--- START ---

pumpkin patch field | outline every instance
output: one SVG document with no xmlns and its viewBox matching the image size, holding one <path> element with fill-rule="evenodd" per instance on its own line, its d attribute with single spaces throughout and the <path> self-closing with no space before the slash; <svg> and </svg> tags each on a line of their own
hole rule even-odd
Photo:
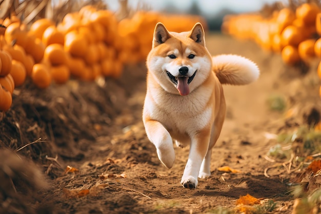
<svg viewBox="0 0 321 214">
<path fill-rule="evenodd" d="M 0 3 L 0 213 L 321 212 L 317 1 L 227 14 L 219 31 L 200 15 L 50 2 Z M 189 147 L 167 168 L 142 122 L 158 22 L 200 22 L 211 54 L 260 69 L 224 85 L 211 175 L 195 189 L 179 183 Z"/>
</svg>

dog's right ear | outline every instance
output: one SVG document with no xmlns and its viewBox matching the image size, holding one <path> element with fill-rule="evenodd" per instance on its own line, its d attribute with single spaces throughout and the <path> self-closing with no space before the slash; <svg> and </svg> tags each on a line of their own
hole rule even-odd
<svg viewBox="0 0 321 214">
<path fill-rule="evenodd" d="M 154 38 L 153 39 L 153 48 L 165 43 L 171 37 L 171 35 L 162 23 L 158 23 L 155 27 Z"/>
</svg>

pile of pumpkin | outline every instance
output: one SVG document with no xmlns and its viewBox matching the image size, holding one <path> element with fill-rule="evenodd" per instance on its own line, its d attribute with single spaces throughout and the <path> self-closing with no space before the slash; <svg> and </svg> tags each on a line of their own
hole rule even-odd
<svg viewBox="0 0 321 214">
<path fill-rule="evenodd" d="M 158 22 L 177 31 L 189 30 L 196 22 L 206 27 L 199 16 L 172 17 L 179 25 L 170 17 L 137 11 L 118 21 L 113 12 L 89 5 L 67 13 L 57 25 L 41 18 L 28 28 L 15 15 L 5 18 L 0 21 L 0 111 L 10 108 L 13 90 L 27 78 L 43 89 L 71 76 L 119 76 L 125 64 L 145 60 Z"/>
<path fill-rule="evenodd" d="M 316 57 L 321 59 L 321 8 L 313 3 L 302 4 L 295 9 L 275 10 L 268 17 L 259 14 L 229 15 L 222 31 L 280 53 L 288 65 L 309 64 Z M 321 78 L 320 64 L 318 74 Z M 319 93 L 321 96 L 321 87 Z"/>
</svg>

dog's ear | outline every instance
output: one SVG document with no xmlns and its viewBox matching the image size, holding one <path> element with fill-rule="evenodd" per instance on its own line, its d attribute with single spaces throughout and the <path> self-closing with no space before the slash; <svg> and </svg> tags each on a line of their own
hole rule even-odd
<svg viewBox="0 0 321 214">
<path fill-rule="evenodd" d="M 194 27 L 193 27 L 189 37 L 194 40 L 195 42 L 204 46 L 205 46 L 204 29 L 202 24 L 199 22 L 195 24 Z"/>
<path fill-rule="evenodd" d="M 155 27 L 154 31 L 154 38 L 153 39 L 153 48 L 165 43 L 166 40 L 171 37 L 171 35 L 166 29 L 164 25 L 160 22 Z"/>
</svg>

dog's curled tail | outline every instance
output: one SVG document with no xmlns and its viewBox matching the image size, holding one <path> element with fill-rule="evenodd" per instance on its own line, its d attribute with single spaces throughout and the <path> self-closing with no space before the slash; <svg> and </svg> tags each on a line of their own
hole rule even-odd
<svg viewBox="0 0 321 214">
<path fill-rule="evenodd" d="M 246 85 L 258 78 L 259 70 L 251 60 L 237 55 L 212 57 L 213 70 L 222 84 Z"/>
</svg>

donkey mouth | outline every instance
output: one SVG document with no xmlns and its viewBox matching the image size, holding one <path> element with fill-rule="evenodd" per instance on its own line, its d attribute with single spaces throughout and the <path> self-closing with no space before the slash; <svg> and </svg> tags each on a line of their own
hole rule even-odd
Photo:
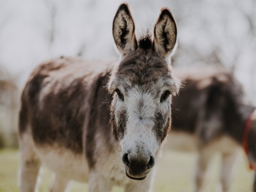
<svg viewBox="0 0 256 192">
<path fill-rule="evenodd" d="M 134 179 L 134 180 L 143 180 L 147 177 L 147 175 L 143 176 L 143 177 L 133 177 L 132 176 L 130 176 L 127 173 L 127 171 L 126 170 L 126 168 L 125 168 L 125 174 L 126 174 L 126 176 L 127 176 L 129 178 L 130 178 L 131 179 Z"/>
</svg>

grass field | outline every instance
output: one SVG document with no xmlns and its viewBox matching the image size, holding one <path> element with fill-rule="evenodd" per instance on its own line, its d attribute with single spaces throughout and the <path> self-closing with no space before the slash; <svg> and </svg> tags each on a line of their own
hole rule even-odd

--- END ---

PROBLEM DESCRIPTION | Begin with the line containing "grass field | outline every instance" and repeat each line exactly until the records above end.

THE RESPONSE |
grass field | outline every instance
output: one SVG document with no xmlns and its viewBox matching the image size, holding one <path> element with fill-rule="evenodd" per instance on its own line, its d attribute with single spaces throughout and the <path> self-closing with no space before the slash; <svg> and </svg> tags each on a line of their own
hole rule even-odd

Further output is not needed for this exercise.